GESELECTEERDE TEKST ::
———
Enzymen zijn bolvormige eiwitten die omzettingsreacties katalyseren, ofwel versnellen. Tientallen eiwitten zijn betrokken bij de katalysatie van voedingsstoffen in het spijsverteringskanaal.
Een enzym heeft een holte, het reactiecentrum.
Hierin past het molecuul dat omgezet moet worden (substraat).
Het reactiecentrum is specifiek voor het type enzym en is dus niet voor elk enzym hetzelfde. Je kunt het vergelijken met een sleutel (substraat) die in een slot (enzym) past. Enzymen zijn dus reactiespecifiek.
Een enzym kan meerdere omzettingsreacties katalyseren en dus meerdere substraten binden. Enzymen gaan echter niet oneindig mee; na verloop van tijd treedt slijtage op. Gelukkig worden enzymen steeds opnieuw door het lichaam gemaakt.
Soms helpt een andere stof bij het aan- en uitzetten van enzymen; een co-enzym. De concentratie van het co-enzym bepaalt de snelheid van de reactie. Soms is er ook een co-factor nodig welke helpt bij de binding of werking van het enzym. Een co-factor kan een vitamine of een metaalion zijn.
De naamgeving van enzymen is altijd hetzelfde.
Een enzym eindigt altijd op ‘-ase’.
Het gedeelte ervoor geeft aan wat het enzym omzet: het enzym dat maltose omzet heet maltase, het enzym dat amylose omzet heet amylase.
———
Fragmenten uit de dataset ::

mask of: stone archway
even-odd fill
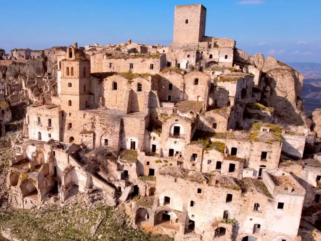
[[[149,221],[149,214],[145,208],[140,208],[136,210],[135,218],[135,224],[144,222],[148,222]]]

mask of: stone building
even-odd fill
[[[57,94],[27,108],[11,204],[97,189],[108,205],[119,198],[135,225],[177,241],[297,241],[302,210],[321,219],[308,217],[321,213],[321,154],[315,167],[285,159],[303,158],[312,134],[271,123],[261,70],[235,64],[234,40],[205,36],[206,12],[176,6],[169,46],[45,50],[56,61]],[[88,160],[100,168],[86,169]]]

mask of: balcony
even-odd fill
[[[169,137],[172,138],[184,139],[185,135],[184,134],[179,134],[177,133],[170,133]]]

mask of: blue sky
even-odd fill
[[[43,49],[126,42],[169,45],[175,5],[202,3],[206,35],[253,55],[321,63],[321,0],[1,1],[0,48]]]

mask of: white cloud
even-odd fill
[[[237,4],[263,4],[265,1],[262,0],[252,0],[252,1],[240,1],[236,3]]]
[[[280,50],[278,50],[276,51],[276,53],[278,54],[283,54],[284,53],[284,51],[285,51],[285,49],[280,49]]]
[[[269,54],[273,54],[275,53],[275,50],[274,49],[272,49],[268,52],[267,53]]]
[[[265,46],[267,45],[267,43],[265,42],[262,42],[261,43],[259,43],[257,44],[257,45],[259,46]]]

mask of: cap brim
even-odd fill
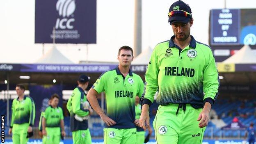
[[[190,21],[190,18],[187,17],[176,16],[169,18],[168,22],[171,25],[175,22],[181,22],[185,23],[187,23]]]

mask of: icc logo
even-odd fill
[[[75,3],[74,0],[58,0],[56,4],[56,10],[59,11],[59,15],[64,18],[58,18],[56,21],[55,28],[61,29],[68,28],[72,29],[74,27],[71,23],[75,21],[75,18],[68,18],[75,10]]]

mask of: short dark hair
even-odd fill
[[[16,87],[19,87],[21,89],[23,89],[23,91],[25,91],[25,86],[24,85],[21,84],[18,84],[16,85]]]
[[[53,94],[51,97],[50,99],[53,100],[53,98],[56,98],[58,99],[59,99],[59,95],[57,94]]]
[[[120,55],[120,53],[122,50],[130,50],[132,51],[132,55],[133,55],[133,49],[131,48],[131,47],[130,47],[130,46],[123,46],[121,47],[120,48],[119,50],[118,50],[118,55]]]

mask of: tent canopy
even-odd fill
[[[143,50],[139,55],[134,59],[132,62],[133,64],[146,65],[147,65],[150,59],[152,49],[149,47],[147,49]]]
[[[35,63],[47,64],[73,64],[59,51],[55,46],[53,46],[45,55],[39,58]]]
[[[256,64],[256,55],[249,46],[245,45],[234,55],[222,62],[226,64]]]

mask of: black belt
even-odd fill
[[[178,110],[180,108],[182,107],[182,110],[184,111],[184,113],[185,113],[185,111],[186,111],[186,104],[185,103],[180,103],[179,104],[178,106],[178,109],[177,109],[177,112],[176,112],[176,115],[178,114]]]

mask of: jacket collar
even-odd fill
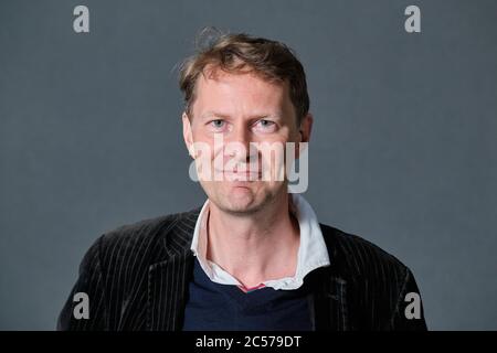
[[[177,216],[162,237],[167,258],[152,264],[148,272],[147,328],[154,331],[180,331],[194,256],[190,250],[200,208]],[[335,255],[331,228],[322,227],[328,253]],[[335,263],[335,261],[334,261]],[[348,330],[347,281],[335,274],[336,265],[321,267],[308,275],[314,293],[308,297],[314,308],[316,331]]]

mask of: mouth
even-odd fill
[[[260,171],[237,171],[237,170],[215,170],[218,175],[222,175],[226,181],[257,181],[262,179]]]

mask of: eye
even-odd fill
[[[267,120],[267,119],[261,119],[255,124],[255,128],[263,131],[273,131],[276,128],[276,122]]]
[[[212,120],[212,121],[210,122],[210,125],[211,125],[213,128],[215,128],[215,129],[221,129],[221,128],[224,127],[225,121],[222,120],[222,119],[215,119],[215,120]]]

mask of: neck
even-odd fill
[[[210,202],[207,229],[208,259],[245,287],[295,275],[299,227],[289,211],[288,193],[244,216],[223,212]]]

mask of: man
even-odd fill
[[[302,195],[288,193],[288,151],[303,154],[313,126],[292,51],[224,34],[180,76],[184,142],[208,200],[101,236],[57,328],[426,330],[408,267],[320,224]],[[264,143],[290,149],[267,154]],[[86,318],[75,314],[81,292]]]

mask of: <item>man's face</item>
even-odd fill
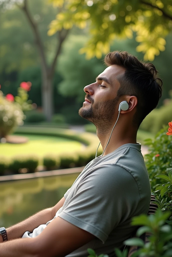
———
OP TE LOSSEN ::
[1] Kun je de alinea die begint met "Soms helpt een andere stof" uit de tekst over enzymen herschrijven als een korte opsomming, met behoud van de belangrijkste feiten?
[2] Wil je een deel van de tekst over enzymen woord voor woord overschrijven? Begin bij de woorden "Soms helpt een" en stop na "omzet heet amylase.".

UITWERKINGEN PER OPGAVE ::
[1]
- Een co-enzym helpt soms bij het aan- en uitzetten van enzymen.
- De concentratie van het co-enzym bepaalt de reactiesnelheid.
- Soms is een co-factor nodig voor de binding of werking van het enzym.
- Een co-factor kan een vitamine of een metaalion zijn.

[2]
Soms helpt een andere stof bij het aan- en uitzetten van enzymen; een co-enzym. De concentratie van het co-enzym bepaalt de snelheid van de reactie. Soms is er ook een co-factor nodig welke helpt bij de binding of werking van het enzym. Een co-factor kan een vitamine of een metaalion zijn.
De naamgeving van enzymen is altijd hetzelfde.
Een enzym eindigt altijd op ‘-ase’.
Het gedeelte ervoor geeft aan wat het enzym omzet: het enzym dat maltose omzet heet maltase, het enzym dat amylose omzet heet amylase.